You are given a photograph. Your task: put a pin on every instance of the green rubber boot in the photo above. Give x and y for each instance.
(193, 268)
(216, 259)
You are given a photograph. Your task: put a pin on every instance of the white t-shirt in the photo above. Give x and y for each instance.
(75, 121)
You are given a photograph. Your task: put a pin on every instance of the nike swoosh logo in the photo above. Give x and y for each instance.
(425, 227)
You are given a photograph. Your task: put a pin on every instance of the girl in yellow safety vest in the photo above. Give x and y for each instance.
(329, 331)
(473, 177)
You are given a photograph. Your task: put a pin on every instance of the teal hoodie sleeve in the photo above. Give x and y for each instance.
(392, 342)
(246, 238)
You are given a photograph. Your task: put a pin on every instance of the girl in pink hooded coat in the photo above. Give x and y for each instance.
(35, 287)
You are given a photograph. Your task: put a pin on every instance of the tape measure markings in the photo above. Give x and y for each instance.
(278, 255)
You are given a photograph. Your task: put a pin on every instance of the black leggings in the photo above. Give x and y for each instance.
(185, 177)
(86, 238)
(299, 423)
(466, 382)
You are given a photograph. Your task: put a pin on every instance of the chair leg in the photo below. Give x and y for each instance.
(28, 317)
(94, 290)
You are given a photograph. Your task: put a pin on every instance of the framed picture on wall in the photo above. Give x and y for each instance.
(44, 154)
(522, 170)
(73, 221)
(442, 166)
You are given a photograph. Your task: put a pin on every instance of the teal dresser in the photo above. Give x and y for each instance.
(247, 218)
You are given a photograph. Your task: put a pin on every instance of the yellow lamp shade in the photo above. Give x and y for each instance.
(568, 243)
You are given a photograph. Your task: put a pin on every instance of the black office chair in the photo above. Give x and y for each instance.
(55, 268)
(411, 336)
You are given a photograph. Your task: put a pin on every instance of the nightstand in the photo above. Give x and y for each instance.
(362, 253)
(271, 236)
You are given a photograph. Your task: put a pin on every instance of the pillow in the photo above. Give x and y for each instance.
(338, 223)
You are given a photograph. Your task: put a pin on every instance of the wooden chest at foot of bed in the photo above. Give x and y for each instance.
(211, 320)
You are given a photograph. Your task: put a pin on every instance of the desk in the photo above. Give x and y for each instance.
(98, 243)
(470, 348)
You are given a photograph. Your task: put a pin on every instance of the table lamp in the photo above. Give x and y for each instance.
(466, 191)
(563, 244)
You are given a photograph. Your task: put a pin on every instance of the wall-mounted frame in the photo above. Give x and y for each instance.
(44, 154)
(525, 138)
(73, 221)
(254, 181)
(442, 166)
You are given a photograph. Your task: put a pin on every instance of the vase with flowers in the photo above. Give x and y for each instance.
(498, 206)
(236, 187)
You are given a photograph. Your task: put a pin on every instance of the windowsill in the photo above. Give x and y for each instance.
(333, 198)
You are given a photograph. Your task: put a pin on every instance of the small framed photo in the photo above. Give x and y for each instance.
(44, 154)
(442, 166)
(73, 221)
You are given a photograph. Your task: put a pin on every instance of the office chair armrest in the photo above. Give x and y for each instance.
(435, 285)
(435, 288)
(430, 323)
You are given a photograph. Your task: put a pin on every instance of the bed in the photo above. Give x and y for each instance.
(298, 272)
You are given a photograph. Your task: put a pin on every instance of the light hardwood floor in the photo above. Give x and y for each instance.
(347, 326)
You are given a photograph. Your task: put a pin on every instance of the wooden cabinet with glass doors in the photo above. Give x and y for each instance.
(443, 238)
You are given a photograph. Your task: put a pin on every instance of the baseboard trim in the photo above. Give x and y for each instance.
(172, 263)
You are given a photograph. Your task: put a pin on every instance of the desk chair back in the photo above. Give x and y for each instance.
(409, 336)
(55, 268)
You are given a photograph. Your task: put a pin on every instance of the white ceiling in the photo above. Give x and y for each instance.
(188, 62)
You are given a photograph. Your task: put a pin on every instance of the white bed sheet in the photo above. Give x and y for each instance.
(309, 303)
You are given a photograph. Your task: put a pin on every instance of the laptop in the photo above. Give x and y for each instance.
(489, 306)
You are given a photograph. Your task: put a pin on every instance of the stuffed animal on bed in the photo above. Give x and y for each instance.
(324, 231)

.....

▸ REQUIREMENT:
Please give back all of the records exactly as written.

▸ WRITTEN SOLUTION:
You are given a photograph. Your task: put a pin on every instance of the green rubber boot in the photo above. Give x and y for each instance.
(193, 268)
(216, 259)
You are given a photograph. Your task: put a pin on every instance of the white t-shirt in the photo above. Give x and y for each instance.
(75, 121)
You are given a photograph. Your task: put a pin on every instance of the nike swoosh logo in the photo above. Give x and y for each instance.
(425, 227)
You are given a photograph. Your task: put a pin on every instance of the girl in yellow safety vest in the photo above. Give x and y for each instance.
(329, 331)
(473, 177)
You are given a photograph. Your task: put a pin on every instance of the teal hoodie sleeve in the photo above. Give x and y for each instance.
(392, 342)
(246, 238)
You are given a photograph. Your task: put a pin on every instance of the girl in pink hooded coat in the photo above. Give x and y for each instance.
(35, 287)
You are given a photograph. Your task: put a pin on every instance of the tape measure markings in the photo above. Give x and y for each instance.
(278, 255)
You are given a photograph. Your task: put a pin on every instance of the black leggings in the photo above. Give x and y for each instance.
(185, 177)
(86, 238)
(299, 423)
(466, 382)
You are given a photograph. Your task: put a pin on every instance of the chair leg in the photo below. Give x and y for each instance.
(28, 317)
(94, 290)
You are given a photograph. Your task: put a pin on every instance of the framed picture on wall in the photo above. Give x and y for each instance.
(44, 154)
(522, 170)
(73, 221)
(442, 166)
You are given a photograph. Your task: put a pin on every instance of the teal dresser in the photo above. Give x and y for each instance.
(247, 218)
You are given a photograph. Your task: put a pin on every instance of the yellow lamp shade in the photo above. Give x and y for each instance.
(568, 243)
You are given a photograph. Your task: put a pin on every instance of the black office chair in the photo above. Give x and y for each instance.
(55, 268)
(411, 336)
You are given a photograph. Your task: put a pin on every instance of the nightstand in the photo above. Give x and y for each instance.
(362, 253)
(271, 236)
You are given a photograph. Your task: put a pin on every instance of the pillow in the photo above. Give x and y for each instance.
(338, 223)
You are given a photograph. Your task: put a pin on every instance of the wooden chest at foot of bed in the photo above. Give x and y for each instance.
(211, 320)
You are given a photograph. Your task: put a pin on every instance of the desk in the photo above. Give x and y for each instance.
(98, 243)
(470, 348)
You are given a photograph. Your task: put a pin on every instance of the table lamp in the photo above. Give x and y for each instance.
(466, 191)
(563, 244)
You are given a photograph. Your task: put a pin on every instance of the wall-mounted frame in the photo above. Give x and y for each instance.
(44, 154)
(525, 138)
(73, 221)
(254, 181)
(442, 166)
You are given a photograph. Your task: put a pin on every instance of the vase with flowers in the photo above. Give x and y for each instance.
(498, 206)
(236, 187)
You are given a photograph. Your task: put a pin on every instance of the windowsill in the photo above. Give x and y for each instance.
(333, 198)
You are given a photograph. Your task: put a pin on every instance of the small framed photo in the photo above. Give x and y for each instance.
(44, 154)
(442, 166)
(73, 221)
You are given a photograph. Your task: put a pin on every instance of the office chair armrest in the photo above. Give x and y for each instance.
(435, 285)
(435, 288)
(430, 323)
You are given a photograph. Your task: put a pin on every instance of the bed in the photo above. Give x and y for each instance.
(298, 272)
You are given a photograph. Your task: put a pin on every instance of the light hardwood floor in the photo above. Give x and y for each instance.
(347, 326)
You are given a photograph. Your task: put a pin on every instance of the wooden cabinet with glass doors in the photo above. Give x and y for each instance.
(443, 238)
You are given a photograph. Your task: put a pin on every instance of the baseboard trim in the photo above. Give x and y for each instance.
(172, 263)
You are given a photograph. Your task: put a pin on every instance of the desk chair back in the photo above. Give x and y for each instance.
(409, 336)
(55, 268)
You are given a photograph. Your task: put a pin on every instance of the white ceiling in the photo above. Give x and y for each instance.
(188, 62)
You are given a photograph. Your task: put a pin on every instance of the white bed sheet in the photo above. Give x and y for each instance.
(309, 303)
You are given a photograph. Your task: put a pin on every instance of the laptop in the photo above. Give x and y for each instance.
(489, 306)
You are given a photograph. Your task: put a pin on every instance of the stuffed animal on bed in the photo above. Give x and y for each instance.
(324, 231)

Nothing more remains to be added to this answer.